▸ **AIM**: Rewrite the entries from the line with "Give the mask of every instance of the **top" to the line with "[[[1,62],[136,109],[169,106],[169,1],[10,0],[1,9]]]", changing "blue sky" to "clear sky" and leaving everything else unchanged. Omit the pictures from your answer.

▸ **DATA FOR THIS TASK**:
━━━━
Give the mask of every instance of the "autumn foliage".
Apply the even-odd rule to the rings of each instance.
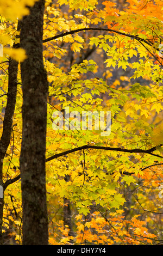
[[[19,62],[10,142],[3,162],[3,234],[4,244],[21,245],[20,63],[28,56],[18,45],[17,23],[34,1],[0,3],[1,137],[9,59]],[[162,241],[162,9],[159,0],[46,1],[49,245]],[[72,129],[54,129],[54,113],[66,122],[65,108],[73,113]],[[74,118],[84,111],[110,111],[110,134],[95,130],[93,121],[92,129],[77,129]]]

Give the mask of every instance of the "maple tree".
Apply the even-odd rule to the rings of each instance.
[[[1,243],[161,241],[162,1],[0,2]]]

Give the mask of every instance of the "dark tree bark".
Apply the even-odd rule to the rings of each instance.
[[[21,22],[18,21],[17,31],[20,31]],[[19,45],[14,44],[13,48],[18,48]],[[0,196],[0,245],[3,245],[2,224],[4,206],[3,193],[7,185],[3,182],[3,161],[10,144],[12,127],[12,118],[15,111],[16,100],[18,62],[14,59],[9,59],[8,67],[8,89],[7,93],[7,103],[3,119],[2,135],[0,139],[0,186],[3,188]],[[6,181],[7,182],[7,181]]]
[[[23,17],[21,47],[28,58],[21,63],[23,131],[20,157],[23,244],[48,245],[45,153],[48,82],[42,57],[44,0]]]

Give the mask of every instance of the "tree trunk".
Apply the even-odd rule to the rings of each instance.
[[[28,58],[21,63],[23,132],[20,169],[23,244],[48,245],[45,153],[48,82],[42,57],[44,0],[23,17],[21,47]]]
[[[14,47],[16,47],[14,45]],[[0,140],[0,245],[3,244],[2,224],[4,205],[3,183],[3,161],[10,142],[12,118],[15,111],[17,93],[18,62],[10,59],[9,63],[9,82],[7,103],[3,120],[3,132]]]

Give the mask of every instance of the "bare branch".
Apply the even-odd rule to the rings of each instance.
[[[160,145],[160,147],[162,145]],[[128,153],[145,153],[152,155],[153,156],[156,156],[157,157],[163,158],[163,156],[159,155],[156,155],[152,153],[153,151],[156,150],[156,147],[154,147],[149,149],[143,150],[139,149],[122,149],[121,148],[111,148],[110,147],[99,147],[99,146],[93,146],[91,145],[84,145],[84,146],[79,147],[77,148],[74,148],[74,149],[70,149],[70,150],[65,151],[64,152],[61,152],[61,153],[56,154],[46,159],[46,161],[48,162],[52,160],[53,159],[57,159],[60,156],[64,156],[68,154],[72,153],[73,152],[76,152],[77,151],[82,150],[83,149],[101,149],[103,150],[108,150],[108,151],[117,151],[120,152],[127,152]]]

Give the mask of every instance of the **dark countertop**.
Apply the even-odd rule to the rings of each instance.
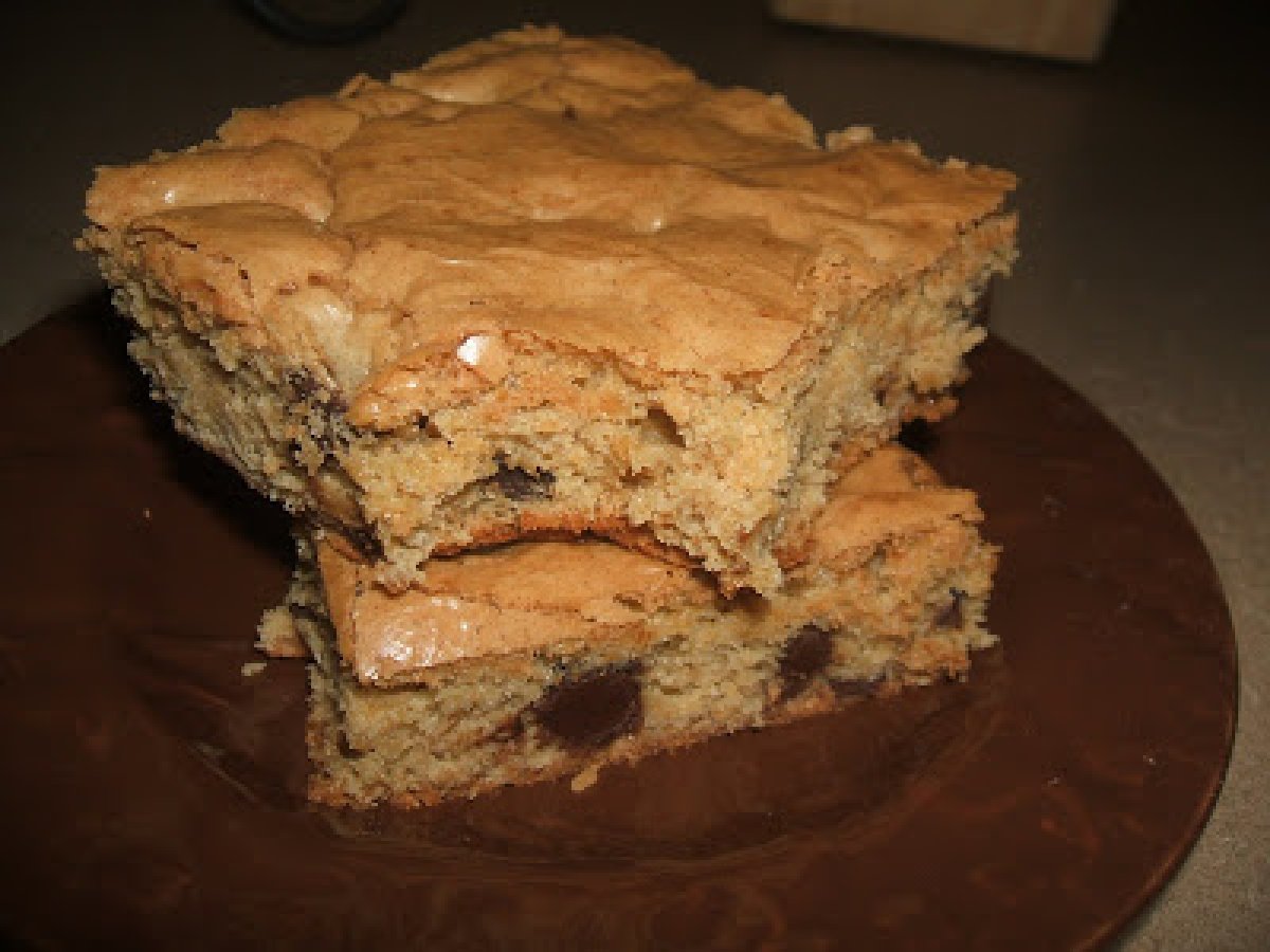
━━━━
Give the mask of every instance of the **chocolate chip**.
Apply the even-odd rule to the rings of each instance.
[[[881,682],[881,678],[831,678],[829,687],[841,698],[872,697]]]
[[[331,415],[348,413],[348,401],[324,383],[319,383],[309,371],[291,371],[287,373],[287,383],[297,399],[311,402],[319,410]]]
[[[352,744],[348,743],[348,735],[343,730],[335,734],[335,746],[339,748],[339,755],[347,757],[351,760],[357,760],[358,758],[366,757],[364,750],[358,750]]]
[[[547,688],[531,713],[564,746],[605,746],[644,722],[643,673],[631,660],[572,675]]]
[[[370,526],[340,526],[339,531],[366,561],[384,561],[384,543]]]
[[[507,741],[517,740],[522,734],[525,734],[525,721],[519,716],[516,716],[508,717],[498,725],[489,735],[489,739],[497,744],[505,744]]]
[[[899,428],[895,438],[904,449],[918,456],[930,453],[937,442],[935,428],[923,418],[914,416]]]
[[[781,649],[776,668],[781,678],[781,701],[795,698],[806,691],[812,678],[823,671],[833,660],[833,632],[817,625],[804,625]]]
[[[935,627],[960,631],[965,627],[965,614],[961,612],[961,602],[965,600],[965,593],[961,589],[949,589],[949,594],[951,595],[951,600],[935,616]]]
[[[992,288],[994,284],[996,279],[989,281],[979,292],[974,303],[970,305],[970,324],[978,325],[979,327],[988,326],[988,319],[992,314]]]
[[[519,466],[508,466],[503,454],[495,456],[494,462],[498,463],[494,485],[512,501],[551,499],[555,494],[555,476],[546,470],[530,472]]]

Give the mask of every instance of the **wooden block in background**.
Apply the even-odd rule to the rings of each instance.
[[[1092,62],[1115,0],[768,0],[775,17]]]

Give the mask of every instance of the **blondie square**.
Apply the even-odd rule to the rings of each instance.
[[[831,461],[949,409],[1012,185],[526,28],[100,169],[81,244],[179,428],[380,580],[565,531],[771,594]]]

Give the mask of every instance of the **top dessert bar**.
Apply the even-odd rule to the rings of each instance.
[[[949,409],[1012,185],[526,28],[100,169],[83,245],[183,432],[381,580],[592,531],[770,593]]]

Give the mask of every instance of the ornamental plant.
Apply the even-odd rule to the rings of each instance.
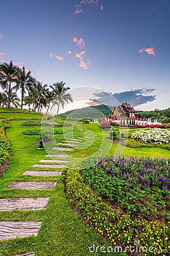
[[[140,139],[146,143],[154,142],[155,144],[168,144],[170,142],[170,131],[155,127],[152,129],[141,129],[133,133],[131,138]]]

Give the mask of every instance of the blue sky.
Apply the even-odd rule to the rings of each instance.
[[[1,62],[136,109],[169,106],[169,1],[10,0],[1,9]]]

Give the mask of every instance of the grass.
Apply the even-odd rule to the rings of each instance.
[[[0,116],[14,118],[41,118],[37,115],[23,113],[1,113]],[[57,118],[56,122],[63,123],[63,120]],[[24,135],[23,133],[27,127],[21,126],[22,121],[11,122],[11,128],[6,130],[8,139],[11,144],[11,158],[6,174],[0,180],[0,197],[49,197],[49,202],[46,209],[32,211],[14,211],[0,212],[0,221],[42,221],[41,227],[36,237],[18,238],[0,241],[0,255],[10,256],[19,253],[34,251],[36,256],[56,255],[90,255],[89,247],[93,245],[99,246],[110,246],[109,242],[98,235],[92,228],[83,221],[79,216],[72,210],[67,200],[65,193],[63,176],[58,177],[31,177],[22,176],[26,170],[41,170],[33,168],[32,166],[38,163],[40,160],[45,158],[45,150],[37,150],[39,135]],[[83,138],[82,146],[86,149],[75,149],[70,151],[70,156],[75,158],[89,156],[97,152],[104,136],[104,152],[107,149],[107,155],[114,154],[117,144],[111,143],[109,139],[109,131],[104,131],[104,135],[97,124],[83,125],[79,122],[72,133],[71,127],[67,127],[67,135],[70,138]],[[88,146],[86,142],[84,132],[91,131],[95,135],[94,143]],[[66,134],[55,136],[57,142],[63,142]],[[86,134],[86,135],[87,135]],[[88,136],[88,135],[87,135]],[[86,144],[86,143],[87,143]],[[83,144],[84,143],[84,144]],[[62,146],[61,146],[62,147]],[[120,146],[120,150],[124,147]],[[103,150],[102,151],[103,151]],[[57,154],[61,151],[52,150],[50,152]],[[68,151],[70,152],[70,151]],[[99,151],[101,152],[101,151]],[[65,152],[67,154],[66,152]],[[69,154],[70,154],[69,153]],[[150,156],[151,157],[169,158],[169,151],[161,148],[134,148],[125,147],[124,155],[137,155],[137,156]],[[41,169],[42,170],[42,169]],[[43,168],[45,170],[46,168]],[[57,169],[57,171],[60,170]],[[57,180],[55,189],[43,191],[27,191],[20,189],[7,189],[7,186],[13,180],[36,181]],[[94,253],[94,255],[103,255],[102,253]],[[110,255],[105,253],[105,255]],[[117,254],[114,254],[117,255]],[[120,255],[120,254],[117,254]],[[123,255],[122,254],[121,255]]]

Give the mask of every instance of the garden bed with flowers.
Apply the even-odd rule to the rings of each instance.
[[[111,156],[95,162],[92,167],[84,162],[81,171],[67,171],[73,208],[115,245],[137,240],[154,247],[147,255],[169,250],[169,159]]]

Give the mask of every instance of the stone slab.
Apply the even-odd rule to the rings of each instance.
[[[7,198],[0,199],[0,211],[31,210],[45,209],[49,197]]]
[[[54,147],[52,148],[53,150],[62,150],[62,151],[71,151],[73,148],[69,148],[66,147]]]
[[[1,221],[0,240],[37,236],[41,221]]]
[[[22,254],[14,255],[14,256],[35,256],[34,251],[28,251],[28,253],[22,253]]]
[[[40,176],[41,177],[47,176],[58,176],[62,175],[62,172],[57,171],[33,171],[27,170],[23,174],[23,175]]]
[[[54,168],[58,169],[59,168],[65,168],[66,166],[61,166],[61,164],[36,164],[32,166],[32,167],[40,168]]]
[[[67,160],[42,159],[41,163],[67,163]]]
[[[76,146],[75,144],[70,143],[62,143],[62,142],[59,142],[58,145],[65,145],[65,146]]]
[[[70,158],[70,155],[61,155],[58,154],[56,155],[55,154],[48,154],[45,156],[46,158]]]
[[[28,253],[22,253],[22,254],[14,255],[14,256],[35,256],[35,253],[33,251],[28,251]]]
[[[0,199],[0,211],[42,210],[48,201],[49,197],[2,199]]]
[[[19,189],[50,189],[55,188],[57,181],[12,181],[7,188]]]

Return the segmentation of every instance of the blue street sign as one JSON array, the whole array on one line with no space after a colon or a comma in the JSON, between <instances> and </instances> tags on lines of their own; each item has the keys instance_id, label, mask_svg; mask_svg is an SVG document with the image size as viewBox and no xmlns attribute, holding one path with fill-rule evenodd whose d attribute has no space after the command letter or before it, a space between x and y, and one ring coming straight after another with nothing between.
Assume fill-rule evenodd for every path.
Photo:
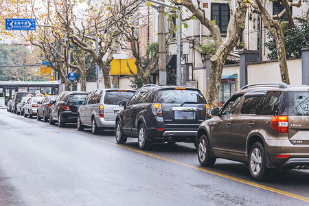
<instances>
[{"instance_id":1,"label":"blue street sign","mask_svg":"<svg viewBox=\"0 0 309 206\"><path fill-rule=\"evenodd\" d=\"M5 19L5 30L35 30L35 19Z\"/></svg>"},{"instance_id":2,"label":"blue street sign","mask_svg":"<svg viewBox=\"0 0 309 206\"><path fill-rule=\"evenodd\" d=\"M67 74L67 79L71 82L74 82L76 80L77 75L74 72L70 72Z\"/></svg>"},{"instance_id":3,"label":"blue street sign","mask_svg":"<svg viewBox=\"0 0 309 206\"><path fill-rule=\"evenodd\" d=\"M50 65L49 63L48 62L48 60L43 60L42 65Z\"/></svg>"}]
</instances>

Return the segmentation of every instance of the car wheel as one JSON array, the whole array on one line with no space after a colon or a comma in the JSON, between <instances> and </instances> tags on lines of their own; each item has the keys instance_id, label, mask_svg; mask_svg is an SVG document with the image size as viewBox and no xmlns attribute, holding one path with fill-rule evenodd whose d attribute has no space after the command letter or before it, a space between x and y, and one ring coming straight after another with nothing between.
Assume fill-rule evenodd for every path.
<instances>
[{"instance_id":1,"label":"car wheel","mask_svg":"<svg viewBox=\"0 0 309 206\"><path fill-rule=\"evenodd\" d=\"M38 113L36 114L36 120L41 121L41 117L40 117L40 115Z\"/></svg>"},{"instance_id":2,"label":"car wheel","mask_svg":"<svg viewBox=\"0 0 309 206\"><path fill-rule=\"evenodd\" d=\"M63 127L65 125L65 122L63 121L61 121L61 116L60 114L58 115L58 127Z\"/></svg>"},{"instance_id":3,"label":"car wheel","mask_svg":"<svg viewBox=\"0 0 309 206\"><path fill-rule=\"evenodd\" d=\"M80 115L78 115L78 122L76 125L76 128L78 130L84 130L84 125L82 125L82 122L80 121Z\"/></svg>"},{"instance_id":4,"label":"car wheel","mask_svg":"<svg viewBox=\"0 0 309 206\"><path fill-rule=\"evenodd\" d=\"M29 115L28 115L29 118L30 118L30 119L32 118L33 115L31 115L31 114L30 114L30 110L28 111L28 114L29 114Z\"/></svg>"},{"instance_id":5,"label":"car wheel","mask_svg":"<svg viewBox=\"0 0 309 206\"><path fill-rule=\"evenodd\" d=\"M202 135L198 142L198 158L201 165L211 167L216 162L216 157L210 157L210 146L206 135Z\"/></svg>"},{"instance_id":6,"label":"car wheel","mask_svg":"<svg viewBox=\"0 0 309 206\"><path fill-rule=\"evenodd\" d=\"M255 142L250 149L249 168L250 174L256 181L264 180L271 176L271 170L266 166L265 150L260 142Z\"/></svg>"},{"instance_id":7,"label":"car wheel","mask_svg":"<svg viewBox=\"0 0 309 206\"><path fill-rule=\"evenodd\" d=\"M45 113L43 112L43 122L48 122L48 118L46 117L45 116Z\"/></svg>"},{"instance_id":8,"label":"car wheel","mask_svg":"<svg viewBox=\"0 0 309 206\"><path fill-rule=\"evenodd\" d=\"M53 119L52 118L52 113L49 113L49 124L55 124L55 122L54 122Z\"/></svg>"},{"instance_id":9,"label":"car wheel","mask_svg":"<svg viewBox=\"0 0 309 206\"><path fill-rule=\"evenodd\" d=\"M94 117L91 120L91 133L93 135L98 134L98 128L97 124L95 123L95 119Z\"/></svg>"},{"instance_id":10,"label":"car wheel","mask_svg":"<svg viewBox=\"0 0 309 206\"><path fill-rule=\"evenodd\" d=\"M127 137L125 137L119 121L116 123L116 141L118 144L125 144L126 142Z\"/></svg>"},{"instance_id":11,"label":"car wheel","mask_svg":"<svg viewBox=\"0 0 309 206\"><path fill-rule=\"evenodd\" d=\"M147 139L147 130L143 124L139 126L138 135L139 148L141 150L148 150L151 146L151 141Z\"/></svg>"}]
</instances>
━━━━
▸ **WORKED SOLUTION**:
Give the mask of every instance of the **top dessert bar**.
Apply the even-odd rule to the rings of each instance.
[[[949,409],[1012,185],[526,28],[100,169],[83,245],[183,432],[381,580],[592,531],[770,593]]]

Give the mask of every instance of the ornamental plant.
Apply the even-odd rule to the rings of each instance.
[[[140,139],[146,143],[154,142],[155,144],[168,144],[170,142],[170,131],[155,127],[152,129],[141,129],[133,133],[131,138]]]

Give the mask of every instance of the clear sky.
Apply the even-odd rule to the rings of each instance.
[[[1,62],[136,109],[169,106],[169,1],[10,0],[1,9]]]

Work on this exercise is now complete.